* **Work to be completed**:
Exactly repeat the full listing that follows.

* **Data to use**:
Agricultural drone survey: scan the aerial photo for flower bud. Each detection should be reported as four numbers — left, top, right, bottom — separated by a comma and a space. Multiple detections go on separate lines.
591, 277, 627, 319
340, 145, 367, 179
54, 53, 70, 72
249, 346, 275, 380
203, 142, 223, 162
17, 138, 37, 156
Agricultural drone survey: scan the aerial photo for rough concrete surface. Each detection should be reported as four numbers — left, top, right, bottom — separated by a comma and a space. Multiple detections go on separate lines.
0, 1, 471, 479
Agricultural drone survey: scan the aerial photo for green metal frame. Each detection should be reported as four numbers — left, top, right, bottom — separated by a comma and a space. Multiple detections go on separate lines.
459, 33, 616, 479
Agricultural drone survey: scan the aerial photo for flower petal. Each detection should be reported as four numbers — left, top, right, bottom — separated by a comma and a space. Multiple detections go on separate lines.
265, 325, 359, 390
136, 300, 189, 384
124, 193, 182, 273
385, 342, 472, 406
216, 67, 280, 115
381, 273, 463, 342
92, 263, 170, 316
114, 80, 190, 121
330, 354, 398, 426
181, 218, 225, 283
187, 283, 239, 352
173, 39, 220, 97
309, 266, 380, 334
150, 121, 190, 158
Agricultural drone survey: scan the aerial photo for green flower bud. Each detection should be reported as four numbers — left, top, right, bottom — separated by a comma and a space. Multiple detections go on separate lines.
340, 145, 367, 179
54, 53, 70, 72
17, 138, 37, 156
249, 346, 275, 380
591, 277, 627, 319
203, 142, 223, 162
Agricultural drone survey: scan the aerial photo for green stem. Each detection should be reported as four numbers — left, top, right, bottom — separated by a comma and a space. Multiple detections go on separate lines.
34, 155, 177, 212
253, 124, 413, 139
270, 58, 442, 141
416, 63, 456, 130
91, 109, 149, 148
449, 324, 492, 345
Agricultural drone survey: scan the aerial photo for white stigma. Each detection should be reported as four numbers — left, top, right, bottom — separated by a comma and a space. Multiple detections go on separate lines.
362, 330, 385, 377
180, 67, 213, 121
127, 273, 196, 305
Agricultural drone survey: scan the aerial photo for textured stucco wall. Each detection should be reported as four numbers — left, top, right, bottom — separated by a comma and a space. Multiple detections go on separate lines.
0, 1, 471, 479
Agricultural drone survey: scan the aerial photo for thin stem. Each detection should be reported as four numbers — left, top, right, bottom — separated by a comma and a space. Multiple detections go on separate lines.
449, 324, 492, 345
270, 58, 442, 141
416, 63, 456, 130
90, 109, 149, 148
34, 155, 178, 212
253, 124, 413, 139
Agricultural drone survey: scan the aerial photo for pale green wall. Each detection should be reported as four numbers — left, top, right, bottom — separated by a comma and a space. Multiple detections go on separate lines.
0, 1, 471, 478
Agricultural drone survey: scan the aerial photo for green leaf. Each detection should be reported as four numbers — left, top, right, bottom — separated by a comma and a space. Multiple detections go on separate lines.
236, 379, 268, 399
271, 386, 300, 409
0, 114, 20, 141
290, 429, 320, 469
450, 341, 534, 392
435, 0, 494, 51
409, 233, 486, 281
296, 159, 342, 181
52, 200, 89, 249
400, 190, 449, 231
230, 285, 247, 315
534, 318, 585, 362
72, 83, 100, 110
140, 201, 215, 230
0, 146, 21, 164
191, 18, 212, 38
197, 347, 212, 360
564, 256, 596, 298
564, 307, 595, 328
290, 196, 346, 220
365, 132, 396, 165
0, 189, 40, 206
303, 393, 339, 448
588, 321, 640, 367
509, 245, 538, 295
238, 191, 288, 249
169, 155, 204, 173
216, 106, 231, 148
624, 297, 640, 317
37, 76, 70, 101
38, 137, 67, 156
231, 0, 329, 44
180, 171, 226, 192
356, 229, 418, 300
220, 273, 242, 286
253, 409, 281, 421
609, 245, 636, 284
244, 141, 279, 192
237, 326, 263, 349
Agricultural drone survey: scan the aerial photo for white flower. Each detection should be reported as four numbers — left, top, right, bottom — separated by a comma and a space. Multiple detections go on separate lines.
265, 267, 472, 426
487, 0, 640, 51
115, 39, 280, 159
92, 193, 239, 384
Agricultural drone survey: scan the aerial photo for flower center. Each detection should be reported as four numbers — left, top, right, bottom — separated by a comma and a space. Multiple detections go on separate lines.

* **Solution to the problem**:
Agricultural drone survey: scan the aerial photo for flower bud. Each detection should be reported as four numbers — left, top, right, bottom — separated by a comma and a space. Multiple detections go on separate lines.
591, 277, 627, 319
340, 145, 367, 179
54, 53, 70, 72
249, 346, 275, 380
203, 142, 223, 162
17, 138, 37, 156
Agricultural drone survey: scan the aerial photo for rough concrete surface. Each detection should be reported as four numbers — left, top, right, bottom — separated by a comma and a space. Multiple detections go on separate lines.
0, 1, 471, 479
Agricultural drone survey: scan the aerial photo for green metal frame. Each detection should be reported as four numbers — left, top, right, bottom — separated by a comma and a space. Multiple detections go on separate lines.
459, 33, 616, 479
Agricultural drone survey: scan the aerial photo for flower petal. Each detection should be reported as four numbers — left, top, right, bottom — separated by a comma and a space. Multiple detections go on separate lines.
265, 325, 359, 390
136, 300, 189, 384
124, 193, 182, 273
385, 342, 472, 406
216, 67, 280, 115
381, 273, 463, 342
92, 263, 170, 316
114, 80, 190, 121
330, 354, 398, 426
181, 218, 225, 283
187, 283, 239, 352
173, 39, 220, 97
309, 266, 380, 334
150, 121, 190, 158
Agricultural drone survey: scan the aerial photo for green flower bud. Each detection should be reported as four numbers — left, top, right, bottom — separated by a comma and a space. Multiple detections go on separate lines.
340, 145, 367, 179
54, 53, 70, 72
17, 138, 37, 156
249, 346, 275, 380
591, 277, 627, 319
203, 142, 223, 162
Agricultural drone survey: scan the aerial photo for green stem. Each detection should be reported as four numbers — left, top, right, bottom — separated by a comma and a space. Multiple detections go on separate lines.
34, 155, 177, 212
253, 124, 413, 139
270, 58, 442, 141
416, 63, 456, 130
91, 109, 149, 148
449, 324, 492, 345
Agricultural drone survey: scan the aerial photo for white stigma. Each detection should be reported as four numbers — left, top, right, bottom — separated by a comma and a space. Multiple detections go on separate lines.
362, 330, 385, 377
180, 67, 213, 121
127, 273, 196, 305
Agricultural drone survey: scan the aerial photo for textured stucco wall. Each detection should be reported as four numbers — left, top, right, bottom — separated by a comma and a space. Multiple detections go on separate lines.
0, 1, 471, 479
Agricultural drone survey: scan the aerial photo for thin stem. Each detection should be reported as four numbers — left, top, right, bottom — separated by a comma and a space. Multiple detections go on separate lines.
449, 324, 492, 345
270, 58, 442, 141
416, 63, 456, 130
90, 109, 149, 148
34, 155, 178, 212
253, 124, 413, 139
Agricultural drone survey: scan the aerial photo for pale green wall. Each detection should be reported as four numbers — left, top, right, bottom — separated by a comma and a space. Multiple detections go on separate lines.
0, 1, 471, 478
Agricultural drone survey: scan the aerial photo for green leaf. Each detection should be reported as four numbers — left, top, right, bottom — separated by a comma and a space. Multiple detections go on separate lines.
236, 379, 268, 399
271, 386, 300, 409
0, 114, 20, 141
290, 429, 320, 469
450, 341, 534, 392
435, 0, 494, 51
409, 233, 486, 281
296, 159, 342, 181
52, 200, 89, 249
400, 190, 449, 231
230, 285, 247, 315
534, 318, 585, 362
72, 83, 100, 110
140, 201, 215, 230
0, 146, 21, 164
191, 18, 212, 38
197, 347, 212, 360
564, 256, 596, 298
564, 307, 595, 328
290, 196, 346, 220
365, 132, 396, 165
0, 189, 40, 206
303, 393, 339, 448
588, 321, 640, 367
509, 245, 538, 295
238, 191, 288, 249
169, 155, 204, 173
216, 106, 231, 148
624, 297, 640, 317
37, 76, 70, 101
38, 137, 67, 156
231, 0, 329, 44
180, 171, 226, 192
356, 229, 418, 300
220, 273, 242, 286
253, 409, 281, 421
609, 245, 636, 284
244, 141, 279, 192
237, 326, 263, 349
Agricultural drone survey: scan the aerial photo for white flower. Each detection should be reported as four numbers — left, top, right, bottom — separated by a comma and a space. Multiple detections go on separate lines.
265, 267, 472, 426
487, 0, 640, 51
115, 39, 280, 159
92, 193, 239, 384
Agricultural drone survey: scan the aerial photo for flower center. Each detection should be reported as four numbers — left, top, right, bottom — separated by a comma and a space. Multiple detections go on separate lines.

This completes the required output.